> Assignment
Check every line of the data below for the word "balcony" and say how many have it, without further comment.

> Data for processing
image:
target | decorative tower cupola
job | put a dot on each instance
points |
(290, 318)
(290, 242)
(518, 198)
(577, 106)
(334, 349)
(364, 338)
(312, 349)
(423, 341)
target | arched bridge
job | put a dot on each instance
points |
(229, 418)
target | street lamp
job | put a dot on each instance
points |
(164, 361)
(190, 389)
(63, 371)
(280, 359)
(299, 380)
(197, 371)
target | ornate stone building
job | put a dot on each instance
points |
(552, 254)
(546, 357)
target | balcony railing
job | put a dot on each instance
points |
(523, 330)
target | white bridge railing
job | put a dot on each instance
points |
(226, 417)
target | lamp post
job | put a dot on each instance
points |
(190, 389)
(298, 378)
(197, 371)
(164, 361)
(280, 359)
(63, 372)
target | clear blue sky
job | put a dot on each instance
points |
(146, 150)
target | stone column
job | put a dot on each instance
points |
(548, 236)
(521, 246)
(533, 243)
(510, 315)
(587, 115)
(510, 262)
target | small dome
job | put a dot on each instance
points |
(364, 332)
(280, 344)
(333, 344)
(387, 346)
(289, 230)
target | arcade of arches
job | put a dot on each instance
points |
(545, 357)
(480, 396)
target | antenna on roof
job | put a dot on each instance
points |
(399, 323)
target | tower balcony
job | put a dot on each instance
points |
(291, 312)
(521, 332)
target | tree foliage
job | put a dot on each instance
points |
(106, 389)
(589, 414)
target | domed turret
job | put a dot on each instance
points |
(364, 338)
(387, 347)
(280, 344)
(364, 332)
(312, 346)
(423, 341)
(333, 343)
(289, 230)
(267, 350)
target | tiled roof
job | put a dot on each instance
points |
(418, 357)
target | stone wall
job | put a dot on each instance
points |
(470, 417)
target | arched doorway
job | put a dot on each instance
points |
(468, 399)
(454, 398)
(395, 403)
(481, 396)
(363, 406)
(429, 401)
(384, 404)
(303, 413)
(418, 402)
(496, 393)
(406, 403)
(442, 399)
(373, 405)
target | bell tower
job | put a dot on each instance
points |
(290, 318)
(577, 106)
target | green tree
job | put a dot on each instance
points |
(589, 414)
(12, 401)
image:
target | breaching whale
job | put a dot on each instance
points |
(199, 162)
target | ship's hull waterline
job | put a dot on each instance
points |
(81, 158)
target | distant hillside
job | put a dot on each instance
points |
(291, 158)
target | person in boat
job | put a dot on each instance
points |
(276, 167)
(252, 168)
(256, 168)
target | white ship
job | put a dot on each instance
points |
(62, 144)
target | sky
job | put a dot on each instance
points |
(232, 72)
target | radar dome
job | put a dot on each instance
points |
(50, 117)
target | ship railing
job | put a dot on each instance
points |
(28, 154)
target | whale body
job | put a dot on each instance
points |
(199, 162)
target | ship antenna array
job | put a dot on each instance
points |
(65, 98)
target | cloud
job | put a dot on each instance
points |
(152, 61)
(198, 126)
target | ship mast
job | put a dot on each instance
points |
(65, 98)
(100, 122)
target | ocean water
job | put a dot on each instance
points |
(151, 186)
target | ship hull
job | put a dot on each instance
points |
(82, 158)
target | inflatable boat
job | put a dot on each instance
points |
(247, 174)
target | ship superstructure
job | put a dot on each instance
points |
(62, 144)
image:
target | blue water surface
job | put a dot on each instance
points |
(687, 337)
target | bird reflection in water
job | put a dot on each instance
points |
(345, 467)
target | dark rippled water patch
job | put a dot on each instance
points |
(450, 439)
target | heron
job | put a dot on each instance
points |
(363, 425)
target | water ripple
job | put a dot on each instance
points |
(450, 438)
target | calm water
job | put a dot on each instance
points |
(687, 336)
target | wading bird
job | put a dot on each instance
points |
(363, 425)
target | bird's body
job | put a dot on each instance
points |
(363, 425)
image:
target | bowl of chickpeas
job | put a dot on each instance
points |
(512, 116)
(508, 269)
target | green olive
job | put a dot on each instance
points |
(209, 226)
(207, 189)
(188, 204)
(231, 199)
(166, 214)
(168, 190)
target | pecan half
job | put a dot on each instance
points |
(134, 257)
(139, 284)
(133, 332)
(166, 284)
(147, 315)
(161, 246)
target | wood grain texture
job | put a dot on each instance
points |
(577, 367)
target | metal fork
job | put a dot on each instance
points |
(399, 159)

> Finished task
2